* Given task *
Lay out every one of the lines below as a numbered list, with blank lines dropped and the pictures left out.
· · · · · · ·
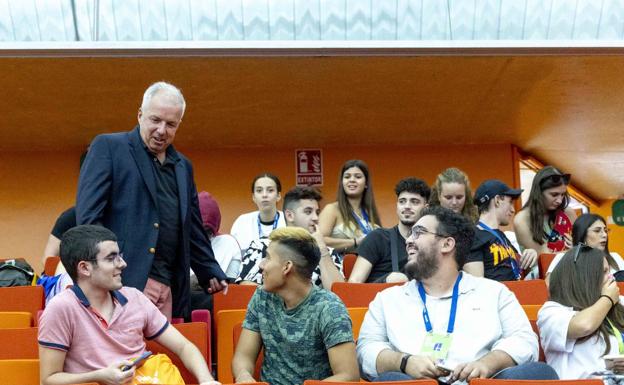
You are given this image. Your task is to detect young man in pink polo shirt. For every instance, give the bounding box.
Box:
[39,225,219,385]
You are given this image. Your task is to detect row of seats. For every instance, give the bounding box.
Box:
[0,359,603,385]
[0,322,211,385]
[342,253,556,279]
[0,280,604,384]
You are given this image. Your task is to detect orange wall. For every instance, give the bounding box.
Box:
[0,145,513,270]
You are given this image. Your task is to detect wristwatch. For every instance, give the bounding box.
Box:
[399,354,412,373]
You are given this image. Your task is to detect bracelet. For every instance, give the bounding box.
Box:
[399,354,412,373]
[598,294,615,307]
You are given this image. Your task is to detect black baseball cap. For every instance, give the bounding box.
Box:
[474,179,523,206]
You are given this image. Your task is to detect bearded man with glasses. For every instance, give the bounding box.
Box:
[357,207,557,383]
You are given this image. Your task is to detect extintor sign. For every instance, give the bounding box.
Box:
[295,149,323,186]
[611,199,624,226]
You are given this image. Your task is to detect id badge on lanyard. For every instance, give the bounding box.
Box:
[607,318,624,354]
[418,272,462,361]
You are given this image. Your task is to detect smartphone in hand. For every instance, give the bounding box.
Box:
[435,362,453,377]
[121,351,152,372]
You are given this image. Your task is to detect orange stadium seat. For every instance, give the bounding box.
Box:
[0,327,39,358]
[0,311,33,329]
[347,307,368,340]
[0,286,45,319]
[342,254,357,279]
[470,378,604,385]
[303,379,436,385]
[0,359,40,385]
[146,322,212,384]
[503,279,548,305]
[522,305,546,362]
[215,309,247,384]
[332,282,402,307]
[537,253,556,279]
[212,284,258,327]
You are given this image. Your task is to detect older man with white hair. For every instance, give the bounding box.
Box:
[76,82,227,319]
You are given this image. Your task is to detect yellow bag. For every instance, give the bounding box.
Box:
[130,354,184,385]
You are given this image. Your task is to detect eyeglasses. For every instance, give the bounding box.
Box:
[574,242,592,264]
[540,174,572,186]
[410,226,448,239]
[89,253,124,265]
[589,227,611,235]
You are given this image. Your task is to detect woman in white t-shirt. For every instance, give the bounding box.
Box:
[230,173,286,254]
[537,245,624,380]
[546,214,624,283]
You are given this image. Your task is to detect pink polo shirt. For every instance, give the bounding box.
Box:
[39,285,169,373]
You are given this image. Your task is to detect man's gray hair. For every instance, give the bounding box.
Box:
[141,82,186,115]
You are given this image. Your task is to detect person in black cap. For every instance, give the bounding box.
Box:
[464,179,537,281]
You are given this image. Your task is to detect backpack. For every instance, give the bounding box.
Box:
[0,258,37,287]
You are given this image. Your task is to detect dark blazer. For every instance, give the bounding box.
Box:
[76,126,226,317]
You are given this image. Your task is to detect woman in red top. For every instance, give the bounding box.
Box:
[514,166,576,253]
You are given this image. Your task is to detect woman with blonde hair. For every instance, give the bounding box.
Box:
[319,159,381,253]
[429,167,479,223]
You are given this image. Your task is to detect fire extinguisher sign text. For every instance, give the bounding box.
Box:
[295,149,323,186]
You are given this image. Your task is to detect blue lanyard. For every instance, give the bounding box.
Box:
[258,211,279,238]
[477,221,509,246]
[477,221,521,279]
[351,209,373,235]
[418,271,462,334]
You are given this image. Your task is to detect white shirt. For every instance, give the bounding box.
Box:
[191,234,243,278]
[210,234,243,278]
[537,299,621,380]
[230,211,286,253]
[357,272,538,378]
[547,253,624,274]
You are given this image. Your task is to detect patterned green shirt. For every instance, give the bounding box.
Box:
[243,286,353,385]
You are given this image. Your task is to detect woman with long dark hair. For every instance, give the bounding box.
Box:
[319,159,381,252]
[546,214,624,282]
[514,166,576,254]
[230,172,286,253]
[429,167,479,223]
[537,244,624,380]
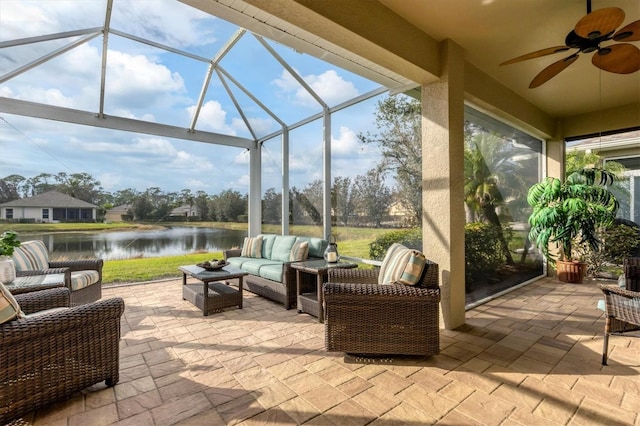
· · · · · · ·
* Exercise output *
1. You are given this image. Your task is to detect young man in pink polo shirt. For every instance, give the bounding box.
2. Box:
3. [39,225,219,385]
4. You are given this image. Your task is to detect row of seats. For every instance, give the bounding box.
5. Box:
6. [0,359,603,385]
7. [0,322,211,385]
8. [342,253,556,279]
9. [0,280,604,384]
10. You are given this image. Your task is to detect orange wall. For every instance, give the bounding box.
11. Box:
12. [0,145,513,270]
13. You are given this image. Your task is to detect wristwatch. For every instance, give the bounding box.
14. Box:
15. [399,354,412,373]
16. You are given this image. Your task is to detect bracelet. For every instance, give the bounding box.
17. Box:
18. [399,354,412,373]
19. [598,294,615,307]
20. You are given this image. Your task is to detect black baseball cap. For every instance, give the bounding box.
21. Box:
22. [474,179,523,206]
23. You are given this image. Your task is to detect bearded man with glasses. For every instance, give the bounding box.
24. Box:
25. [357,207,557,383]
26. You are given this image. Your task is to detect extintor sign. For every instance, give the bounding box.
27. Box:
28. [295,149,323,186]
29. [611,199,624,226]
30. You are given this image. Your task is to detect id badge on lanyard. For every instance, give the bounding box.
31. Box:
32. [607,318,624,354]
33. [418,272,462,361]
34. You are given this image. Your task is to detect smartphone in hand. For every instance, give the bounding box.
35. Box:
36. [435,362,453,377]
37. [121,351,152,372]
38. You are given this image. Your task is to detect orange stadium seat. For every instance, give the bounding box.
39. Box:
40. [0,327,39,358]
41. [0,311,33,329]
42. [347,307,368,340]
43. [0,286,45,319]
44. [342,254,357,279]
45. [470,378,604,385]
46. [303,379,436,385]
47. [0,359,40,385]
48. [146,322,212,384]
49. [503,279,548,305]
50. [522,305,546,362]
51. [215,309,247,384]
52. [332,282,402,307]
53. [537,253,556,279]
54. [212,284,258,327]
55. You are given this image. Your task is to detect older man with white hair. For every instance, give the bounding box.
56. Box:
57. [76,82,227,319]
58. You are given this image. Your task is to detect yellow bag. For every instance, give the bounding box.
59. Box:
60. [130,354,184,385]
61. You are given this image. Your task is to detect eyeglasses. For every instance, give the bounding box.
62. Box:
63. [574,242,592,264]
64. [540,174,572,186]
65. [410,226,448,239]
66. [89,253,124,265]
67. [589,227,611,235]
68. You are given this image. Your task is to detect woman in white t-shirt. For every instance, give the bounding box.
69. Box:
70. [230,173,286,254]
71. [537,245,624,380]
72. [546,214,624,283]
73. You are given this image. Your task is to detect pink polo shirt. For every instance, give the bounding box.
74. Box:
75. [39,285,169,373]
76. You are given this image. Your task is to detect man's gray hair. For every instance, give the bounding box.
77. Box:
78. [141,82,186,115]
79. You are given this image. Your task is to detect person in black cap. For every instance, give the bounding box.
80. Box:
81. [464,179,537,281]
82. You are given this image. Your task is to detect backpack. For every instance, give the bounding box.
83. Box:
84. [0,258,37,287]
85. You are given this image. Your task is to detect dark blazer. For every instance, give the bounding box.
86. Box:
87. [76,126,226,317]
88. You are given this image. Your task is to detect woman in red top. For every instance, give the bounding box.
89. Box:
90. [514,166,576,253]
91. You are given this image. Your task is to detect woman with blonde hair. For every instance, give the bounding box.
92. Box:
93. [319,159,381,253]
94. [429,167,479,223]
95. You are given this image. Your task is to detect fire extinguisher sign text. For every instance, give the bounding box.
96. Box:
97. [295,149,323,186]
98. You are given this image. Your task is to detect blue lanyard. For every instance, give the bounding box.
99. Box:
100. [258,211,279,238]
101. [477,221,509,246]
102. [477,221,521,279]
103. [351,209,373,235]
104. [418,271,462,334]
105. You are given this image. Your task is to detect white shirt. For every instance, give the bounding box.
106. Box:
107. [191,234,243,278]
108. [210,234,243,278]
109. [537,299,621,380]
110. [230,211,286,253]
111. [357,272,538,378]
112. [547,253,624,274]
113. You are given this image. Your task is to detect patterned green shirt. For every instance, give the bounding box.
114. Box:
115. [243,286,353,385]
116. You are given this image. Your task is to detect woman with long dark hair. For every instance, give the bounding box.
117. Box:
118. [319,159,381,252]
119. [546,214,624,282]
120. [514,166,576,254]
121. [230,172,286,253]
122. [429,167,479,223]
123. [537,244,624,380]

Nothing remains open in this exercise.